# B. B. Warfield on the Finneyite priesthood of evangelists



## Reformed Covenanter (Mar 5, 2020)

It is a sufficiently odd doctrine which he [Charles G. Finney] here enunciates, a kind of new Lutheranism with the evangelist substituted for the Word. The Holy Ghost is represented, not, as in the Reformed doctrine, as accompanying the word preached _extrinsecus accedens_—“the Lord opened Lydia’s heart,” “Paul may plant and Apollos water, the Lord gives the increase”; and not as in the Lutheran doctrine as intrinsic in the Word spoken, acting out from the Word on the heart of the hearer; but as intrinsic in the evangelist speaking. By a mere gaze, without a word spoken, Finney says he reduced a whole room-full of factory girls to hysteria. ...

For more, see B. B. Warfield on the Finneyite priesthood of evangelists.

Reactions: Like 3


----------



## Pergamum (Mar 6, 2020)
_ _ _ _
* REQUIREMENT 1 *
Summarize the thread on Warfield and Finney in two sentences.
* REQUIREMENT 2 *
From the thread on Warfield and Finney, extract word for word the passage starting with "It is a sufficiently" and going on through "priesthood of evangelists.".
* REQUIREMENT 3 *
Write what comes next in the thread on Warfield and Finney, picking up after its final line.
_ _ _ _
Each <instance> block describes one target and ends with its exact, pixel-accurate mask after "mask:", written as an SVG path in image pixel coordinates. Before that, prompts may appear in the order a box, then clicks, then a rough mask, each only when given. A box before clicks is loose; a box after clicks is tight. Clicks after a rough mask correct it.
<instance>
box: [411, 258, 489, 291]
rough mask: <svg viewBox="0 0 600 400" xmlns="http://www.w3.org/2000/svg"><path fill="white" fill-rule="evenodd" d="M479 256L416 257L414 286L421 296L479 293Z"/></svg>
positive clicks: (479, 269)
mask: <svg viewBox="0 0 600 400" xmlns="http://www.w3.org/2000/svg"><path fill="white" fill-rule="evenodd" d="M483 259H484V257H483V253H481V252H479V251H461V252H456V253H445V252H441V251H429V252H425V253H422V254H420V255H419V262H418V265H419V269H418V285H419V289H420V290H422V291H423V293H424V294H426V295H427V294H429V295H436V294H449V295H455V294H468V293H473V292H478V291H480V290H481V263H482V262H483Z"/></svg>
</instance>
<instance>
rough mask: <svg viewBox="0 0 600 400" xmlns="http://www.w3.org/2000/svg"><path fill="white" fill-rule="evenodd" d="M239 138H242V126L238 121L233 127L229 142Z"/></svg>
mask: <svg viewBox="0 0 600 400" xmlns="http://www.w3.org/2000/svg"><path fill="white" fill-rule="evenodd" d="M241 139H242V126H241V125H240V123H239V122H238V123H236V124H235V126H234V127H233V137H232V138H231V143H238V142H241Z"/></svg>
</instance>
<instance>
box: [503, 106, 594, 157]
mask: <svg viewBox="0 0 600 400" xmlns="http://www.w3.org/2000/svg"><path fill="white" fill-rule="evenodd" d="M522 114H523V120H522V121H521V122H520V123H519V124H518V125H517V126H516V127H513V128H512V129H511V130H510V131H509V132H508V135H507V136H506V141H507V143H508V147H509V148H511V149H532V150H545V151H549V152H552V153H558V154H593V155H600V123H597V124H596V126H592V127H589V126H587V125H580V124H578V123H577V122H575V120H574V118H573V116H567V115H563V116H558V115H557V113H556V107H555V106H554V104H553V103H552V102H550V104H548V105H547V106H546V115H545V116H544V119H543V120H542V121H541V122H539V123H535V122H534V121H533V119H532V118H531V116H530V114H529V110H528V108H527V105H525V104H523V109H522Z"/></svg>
_ _ _ _
* TASK RESULT 1 *
Warfield calls the doctrine Charles G. Finney enunciates a kind of new Lutheranism that substitutes the evangelist for the Word. It represents the Holy Ghost as intrinsic in the evangelist speaking, rather than accompanying the preached word as in Reformed doctrine or acting out from the Word as in Lutheran doctrine, and Finney says a mere gaze of his reduced a room-full of factory girls to hysteria.

* TASK RESULT 2 *
It is a sufficiently odd doctrine which he [Charles G. Finney] here enunciates, a kind of new Lutheranism with the evangelist substituted for the Word. The Holy Ghost is represented, not, as in the Reformed doctrine, as accompanying the word preached _extrinsecus accedens_—“the Lord opened Lydia’s heart,” “Paul may plant and Apollos water, the Lord gives the increase”; and not as in the Lutheran doctrine as intrinsic in the Word spoken, acting out from the Word on the heart of the hearer; but as intrinsic in the evangelist speaking. By a mere gaze, without a word spoken, Finney says he reduced a whole room-full of factory girls to hysteria. ...

For more, see B. B. Warfield on the Finneyite priesthood of evangelists.

* TASK RESULT 3 *
Maybe the factory girls were hysterical with laughter over his silly beard and crazy eyes.

Reactions: Funny 2


----------



## Stephen L Smith (Mar 6, 2020)

Warfield is right to say Finney substitutes the Word for the cleverness of the preacher. I grew up in a Finney style evangelistic church method. It was reading Martyn Lloyd-Jones which helped me see the error of this.

Although Wesley and Finney were both Arminians there was an important difference. Wesley had a conviction about the Spirit's saving power similar to a Reformed position. Finney on the other hand substituted means for the work of the Spirit, hence the idea of the alter call. It seems to me that Finney took Arminianism to its logical, and dangerous, conclusion.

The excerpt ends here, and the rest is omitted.